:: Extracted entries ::
╭──

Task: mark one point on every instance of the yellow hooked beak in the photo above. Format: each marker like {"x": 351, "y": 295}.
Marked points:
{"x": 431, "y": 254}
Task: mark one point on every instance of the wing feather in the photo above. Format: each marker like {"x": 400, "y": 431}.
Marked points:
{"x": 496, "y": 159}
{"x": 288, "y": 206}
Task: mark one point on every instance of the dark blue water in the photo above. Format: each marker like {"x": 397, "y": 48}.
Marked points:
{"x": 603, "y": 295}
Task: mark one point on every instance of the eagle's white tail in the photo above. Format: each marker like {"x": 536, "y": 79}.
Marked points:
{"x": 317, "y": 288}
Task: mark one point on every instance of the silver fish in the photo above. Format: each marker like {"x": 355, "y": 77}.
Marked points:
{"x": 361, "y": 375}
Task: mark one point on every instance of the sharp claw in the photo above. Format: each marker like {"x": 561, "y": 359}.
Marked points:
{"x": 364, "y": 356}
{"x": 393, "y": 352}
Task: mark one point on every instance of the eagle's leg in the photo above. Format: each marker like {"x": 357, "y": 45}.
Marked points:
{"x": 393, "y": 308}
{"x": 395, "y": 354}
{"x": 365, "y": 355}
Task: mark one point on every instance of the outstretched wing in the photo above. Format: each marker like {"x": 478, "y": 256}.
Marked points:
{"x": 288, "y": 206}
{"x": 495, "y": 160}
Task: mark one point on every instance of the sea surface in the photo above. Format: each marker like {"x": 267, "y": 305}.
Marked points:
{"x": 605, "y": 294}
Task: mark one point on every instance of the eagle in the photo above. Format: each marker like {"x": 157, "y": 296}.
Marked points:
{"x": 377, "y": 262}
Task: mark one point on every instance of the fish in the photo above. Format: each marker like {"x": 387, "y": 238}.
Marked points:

╰──

:: Your goal ::
Format all of the entries above as a numbered list, omitting any blank lines.

:: Completed task ::
1. Task: mark one point on every instance of the yellow hooked beak in the photo above. Format: each marker like {"x": 351, "y": 295}.
2. Marked points:
3. {"x": 431, "y": 254}
4. Task: mark one point on every instance of the wing feather in the photo above. Format: each marker like {"x": 400, "y": 431}.
5. Marked points:
6. {"x": 496, "y": 159}
7. {"x": 288, "y": 206}
8. Task: mark one point on every instance of the dark blue water in the photo above. Format: each marker like {"x": 397, "y": 48}.
9. Marked points:
10. {"x": 603, "y": 295}
11. Task: mark one point on every instance of the eagle's white tail in the photo above. Format: each marker like {"x": 536, "y": 79}.
12. Marked points:
13. {"x": 317, "y": 288}
14. Task: mark one point on every instance of the silver fish in the photo above. Format: each marker like {"x": 355, "y": 77}.
15. Marked points:
16. {"x": 361, "y": 375}
17. Task: mark one point on every instance of the sharp claw in the photo above. Format: each marker like {"x": 561, "y": 359}.
18. Marked points:
19. {"x": 364, "y": 356}
20. {"x": 393, "y": 352}
21. Task: mark one point on every instance of the eagle's leg in the photo above. Format: each marker like {"x": 357, "y": 45}.
22. Marked points:
23. {"x": 393, "y": 308}
24. {"x": 395, "y": 354}
25. {"x": 365, "y": 355}
26. Task: mark one point on every instance of the outstretched wing in the photo above. Format: each marker like {"x": 478, "y": 256}.
27. Marked points:
28. {"x": 288, "y": 206}
29. {"x": 495, "y": 160}
30. Task: mark one point on every instance of the sea surface in the photo above. Format: each marker like {"x": 267, "y": 305}.
31. Marked points:
32. {"x": 605, "y": 294}
33. Task: mark one point on every instance of the eagle in the photo above. Format: each marker like {"x": 157, "y": 296}.
34. Marked points:
35. {"x": 377, "y": 262}
36. Task: mark one point on every instance of the fish in the photo above. Format: each marker like {"x": 387, "y": 238}.
37. Marked points:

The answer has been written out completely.